Copy out the lines of the records word for word, starting at the line that contains "Confirm that each instance of the cabinet" and ending at the line that contains "pixel 477 155", with both of those lines included.

* _Information shown_
»»

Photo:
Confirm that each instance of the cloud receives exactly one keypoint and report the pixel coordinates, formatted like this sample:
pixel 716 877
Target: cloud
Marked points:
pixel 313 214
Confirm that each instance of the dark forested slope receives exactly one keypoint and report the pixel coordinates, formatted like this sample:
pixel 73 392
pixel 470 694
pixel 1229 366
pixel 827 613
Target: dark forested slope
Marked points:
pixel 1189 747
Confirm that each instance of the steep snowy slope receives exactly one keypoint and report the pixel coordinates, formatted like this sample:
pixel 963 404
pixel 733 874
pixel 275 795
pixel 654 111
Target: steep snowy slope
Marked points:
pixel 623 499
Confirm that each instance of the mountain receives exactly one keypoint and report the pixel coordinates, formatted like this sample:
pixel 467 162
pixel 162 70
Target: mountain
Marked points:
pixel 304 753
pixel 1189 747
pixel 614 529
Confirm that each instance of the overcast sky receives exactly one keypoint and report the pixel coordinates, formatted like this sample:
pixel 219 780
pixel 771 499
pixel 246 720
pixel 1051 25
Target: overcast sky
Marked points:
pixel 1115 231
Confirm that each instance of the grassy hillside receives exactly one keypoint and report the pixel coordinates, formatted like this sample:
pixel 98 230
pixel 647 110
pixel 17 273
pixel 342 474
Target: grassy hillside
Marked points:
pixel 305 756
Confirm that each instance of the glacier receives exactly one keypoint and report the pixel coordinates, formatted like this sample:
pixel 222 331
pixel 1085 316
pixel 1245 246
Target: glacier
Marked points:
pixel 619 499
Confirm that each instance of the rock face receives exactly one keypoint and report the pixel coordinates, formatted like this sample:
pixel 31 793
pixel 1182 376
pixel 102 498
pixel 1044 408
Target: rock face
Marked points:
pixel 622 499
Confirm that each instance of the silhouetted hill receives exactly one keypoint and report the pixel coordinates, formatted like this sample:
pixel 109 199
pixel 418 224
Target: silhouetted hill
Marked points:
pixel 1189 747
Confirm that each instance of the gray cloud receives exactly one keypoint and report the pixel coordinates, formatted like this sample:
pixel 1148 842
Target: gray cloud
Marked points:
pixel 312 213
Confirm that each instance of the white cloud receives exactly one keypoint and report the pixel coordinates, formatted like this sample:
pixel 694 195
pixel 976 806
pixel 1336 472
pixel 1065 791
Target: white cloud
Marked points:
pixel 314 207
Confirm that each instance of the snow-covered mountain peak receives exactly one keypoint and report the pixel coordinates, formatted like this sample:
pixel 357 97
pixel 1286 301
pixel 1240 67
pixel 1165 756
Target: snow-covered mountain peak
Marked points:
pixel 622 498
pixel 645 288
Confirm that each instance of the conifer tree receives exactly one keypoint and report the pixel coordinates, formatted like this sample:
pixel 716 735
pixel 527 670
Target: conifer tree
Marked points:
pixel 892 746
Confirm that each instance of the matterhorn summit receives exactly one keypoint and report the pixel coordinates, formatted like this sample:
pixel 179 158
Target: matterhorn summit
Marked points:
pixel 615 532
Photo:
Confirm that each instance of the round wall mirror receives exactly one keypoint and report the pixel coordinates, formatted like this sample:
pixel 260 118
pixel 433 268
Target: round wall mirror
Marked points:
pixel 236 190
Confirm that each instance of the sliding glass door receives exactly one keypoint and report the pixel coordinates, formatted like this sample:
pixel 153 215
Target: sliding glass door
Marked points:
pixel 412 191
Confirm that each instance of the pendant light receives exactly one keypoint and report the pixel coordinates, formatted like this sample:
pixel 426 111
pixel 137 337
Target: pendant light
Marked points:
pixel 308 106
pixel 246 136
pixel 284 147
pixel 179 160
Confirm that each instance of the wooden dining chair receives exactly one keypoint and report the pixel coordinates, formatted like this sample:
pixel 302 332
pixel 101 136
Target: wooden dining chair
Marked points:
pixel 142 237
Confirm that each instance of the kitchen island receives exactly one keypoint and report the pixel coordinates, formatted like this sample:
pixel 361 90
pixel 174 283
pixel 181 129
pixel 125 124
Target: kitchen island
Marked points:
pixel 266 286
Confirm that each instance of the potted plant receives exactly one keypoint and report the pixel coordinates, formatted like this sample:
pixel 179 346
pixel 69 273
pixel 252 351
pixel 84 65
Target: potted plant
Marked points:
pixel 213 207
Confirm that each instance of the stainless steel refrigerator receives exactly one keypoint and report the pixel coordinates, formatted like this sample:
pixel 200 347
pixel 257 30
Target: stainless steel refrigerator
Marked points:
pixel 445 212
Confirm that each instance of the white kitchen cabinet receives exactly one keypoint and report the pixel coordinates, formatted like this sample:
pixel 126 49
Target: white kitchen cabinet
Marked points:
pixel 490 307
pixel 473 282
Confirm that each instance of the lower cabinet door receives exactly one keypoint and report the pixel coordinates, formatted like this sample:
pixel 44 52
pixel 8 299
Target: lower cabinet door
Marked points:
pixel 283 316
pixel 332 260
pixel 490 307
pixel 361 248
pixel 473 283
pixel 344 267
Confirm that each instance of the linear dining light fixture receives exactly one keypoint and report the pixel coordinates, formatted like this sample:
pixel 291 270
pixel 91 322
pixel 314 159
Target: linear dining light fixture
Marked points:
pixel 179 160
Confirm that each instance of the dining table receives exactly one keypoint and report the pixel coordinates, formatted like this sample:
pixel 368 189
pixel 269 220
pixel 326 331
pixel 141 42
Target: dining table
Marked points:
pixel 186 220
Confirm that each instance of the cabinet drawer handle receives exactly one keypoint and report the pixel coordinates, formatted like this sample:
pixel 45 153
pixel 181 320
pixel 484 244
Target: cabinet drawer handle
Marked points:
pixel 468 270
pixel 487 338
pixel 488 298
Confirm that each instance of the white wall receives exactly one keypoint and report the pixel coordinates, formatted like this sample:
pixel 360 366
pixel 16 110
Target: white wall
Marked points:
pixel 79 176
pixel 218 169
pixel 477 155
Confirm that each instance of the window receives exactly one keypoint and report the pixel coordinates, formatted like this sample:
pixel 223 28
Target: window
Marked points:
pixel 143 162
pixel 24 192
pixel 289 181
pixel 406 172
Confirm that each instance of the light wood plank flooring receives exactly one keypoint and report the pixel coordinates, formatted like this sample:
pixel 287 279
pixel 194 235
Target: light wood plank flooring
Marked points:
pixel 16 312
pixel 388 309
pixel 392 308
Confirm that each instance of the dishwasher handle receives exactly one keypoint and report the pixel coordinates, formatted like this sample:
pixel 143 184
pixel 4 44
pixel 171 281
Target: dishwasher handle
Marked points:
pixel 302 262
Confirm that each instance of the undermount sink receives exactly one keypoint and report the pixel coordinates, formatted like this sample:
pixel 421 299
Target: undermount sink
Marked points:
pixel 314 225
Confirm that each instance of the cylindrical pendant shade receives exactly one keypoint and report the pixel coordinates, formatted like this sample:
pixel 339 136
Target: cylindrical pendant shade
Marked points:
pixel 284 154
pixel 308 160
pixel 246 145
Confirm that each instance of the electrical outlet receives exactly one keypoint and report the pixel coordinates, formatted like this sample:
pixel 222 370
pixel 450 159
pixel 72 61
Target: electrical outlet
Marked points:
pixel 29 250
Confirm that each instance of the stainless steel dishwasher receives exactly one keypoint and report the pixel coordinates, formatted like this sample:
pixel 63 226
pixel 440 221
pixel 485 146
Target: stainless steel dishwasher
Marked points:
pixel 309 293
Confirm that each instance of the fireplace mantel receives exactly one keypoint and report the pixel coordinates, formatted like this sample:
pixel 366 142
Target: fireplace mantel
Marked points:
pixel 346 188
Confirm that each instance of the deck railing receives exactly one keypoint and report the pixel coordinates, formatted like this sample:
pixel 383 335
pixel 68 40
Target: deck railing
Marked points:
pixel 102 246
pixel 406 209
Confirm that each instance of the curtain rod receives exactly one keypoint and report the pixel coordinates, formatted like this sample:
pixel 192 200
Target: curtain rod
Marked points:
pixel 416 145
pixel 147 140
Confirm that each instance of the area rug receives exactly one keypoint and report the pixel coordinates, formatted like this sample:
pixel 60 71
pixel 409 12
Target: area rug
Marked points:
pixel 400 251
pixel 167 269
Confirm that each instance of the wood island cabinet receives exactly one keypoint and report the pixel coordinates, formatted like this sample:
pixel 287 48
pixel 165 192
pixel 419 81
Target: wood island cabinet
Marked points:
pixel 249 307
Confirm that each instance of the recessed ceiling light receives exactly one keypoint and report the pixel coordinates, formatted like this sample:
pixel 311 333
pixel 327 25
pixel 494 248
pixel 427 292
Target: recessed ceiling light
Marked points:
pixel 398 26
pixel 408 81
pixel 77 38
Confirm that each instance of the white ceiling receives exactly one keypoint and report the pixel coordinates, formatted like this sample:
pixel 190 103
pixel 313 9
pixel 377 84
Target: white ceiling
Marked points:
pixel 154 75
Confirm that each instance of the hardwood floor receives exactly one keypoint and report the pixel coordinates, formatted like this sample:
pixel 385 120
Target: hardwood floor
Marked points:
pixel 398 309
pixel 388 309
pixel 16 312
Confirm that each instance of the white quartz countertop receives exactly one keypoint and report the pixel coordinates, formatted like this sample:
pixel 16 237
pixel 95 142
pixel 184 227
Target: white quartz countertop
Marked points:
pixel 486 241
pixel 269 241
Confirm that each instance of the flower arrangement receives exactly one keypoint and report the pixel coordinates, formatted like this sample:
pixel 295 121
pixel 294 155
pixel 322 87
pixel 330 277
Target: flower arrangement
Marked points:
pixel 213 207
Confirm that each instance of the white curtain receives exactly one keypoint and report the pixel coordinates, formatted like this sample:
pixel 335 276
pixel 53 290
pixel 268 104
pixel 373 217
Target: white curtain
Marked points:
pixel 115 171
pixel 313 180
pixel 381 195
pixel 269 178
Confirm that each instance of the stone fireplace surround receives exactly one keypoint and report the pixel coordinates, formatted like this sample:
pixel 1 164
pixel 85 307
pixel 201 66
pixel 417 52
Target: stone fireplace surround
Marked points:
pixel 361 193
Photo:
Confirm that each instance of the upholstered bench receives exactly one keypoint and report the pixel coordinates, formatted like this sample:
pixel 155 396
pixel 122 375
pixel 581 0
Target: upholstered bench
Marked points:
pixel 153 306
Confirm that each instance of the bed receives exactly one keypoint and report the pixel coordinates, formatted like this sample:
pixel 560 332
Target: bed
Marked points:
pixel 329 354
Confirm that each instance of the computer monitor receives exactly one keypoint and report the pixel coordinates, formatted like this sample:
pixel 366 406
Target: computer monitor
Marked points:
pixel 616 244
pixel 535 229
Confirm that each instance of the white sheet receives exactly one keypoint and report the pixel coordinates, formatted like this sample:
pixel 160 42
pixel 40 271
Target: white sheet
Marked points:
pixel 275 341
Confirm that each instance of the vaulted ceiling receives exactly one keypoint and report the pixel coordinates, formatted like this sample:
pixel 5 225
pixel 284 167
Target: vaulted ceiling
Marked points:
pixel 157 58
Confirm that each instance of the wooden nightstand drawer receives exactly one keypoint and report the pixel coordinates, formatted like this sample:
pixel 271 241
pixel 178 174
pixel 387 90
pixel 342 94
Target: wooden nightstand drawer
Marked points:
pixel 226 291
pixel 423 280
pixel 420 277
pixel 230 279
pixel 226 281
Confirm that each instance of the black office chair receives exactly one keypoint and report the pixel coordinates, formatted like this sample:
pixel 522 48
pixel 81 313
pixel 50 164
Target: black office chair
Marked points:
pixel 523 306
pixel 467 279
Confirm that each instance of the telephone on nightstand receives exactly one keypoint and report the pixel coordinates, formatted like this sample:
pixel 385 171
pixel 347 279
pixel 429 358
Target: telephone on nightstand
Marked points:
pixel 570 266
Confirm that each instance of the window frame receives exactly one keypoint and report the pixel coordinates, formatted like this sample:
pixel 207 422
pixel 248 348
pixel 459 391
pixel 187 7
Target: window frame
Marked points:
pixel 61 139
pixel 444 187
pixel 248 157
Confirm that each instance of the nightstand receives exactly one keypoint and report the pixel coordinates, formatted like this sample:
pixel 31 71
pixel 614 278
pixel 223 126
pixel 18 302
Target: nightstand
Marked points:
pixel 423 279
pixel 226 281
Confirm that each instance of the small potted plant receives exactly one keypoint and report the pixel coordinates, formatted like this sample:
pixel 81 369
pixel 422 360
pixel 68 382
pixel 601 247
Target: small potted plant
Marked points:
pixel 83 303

««

* _Correct answer_
Confirm that each instance of the cabinet drawer handle receives exactly one keypoint and report the pixel coordinates, formatted like this sample:
pixel 45 153
pixel 181 320
pixel 484 244
Target: cabinet drawer handle
Marked points:
pixel 468 270
pixel 487 338
pixel 488 298
Confirm that each instance of the white wall receives exactly one keypoint and report the pixel coordinates, formatted like this sample:
pixel 360 366
pixel 16 110
Target: white wall
Marked points:
pixel 79 176
pixel 218 169
pixel 477 155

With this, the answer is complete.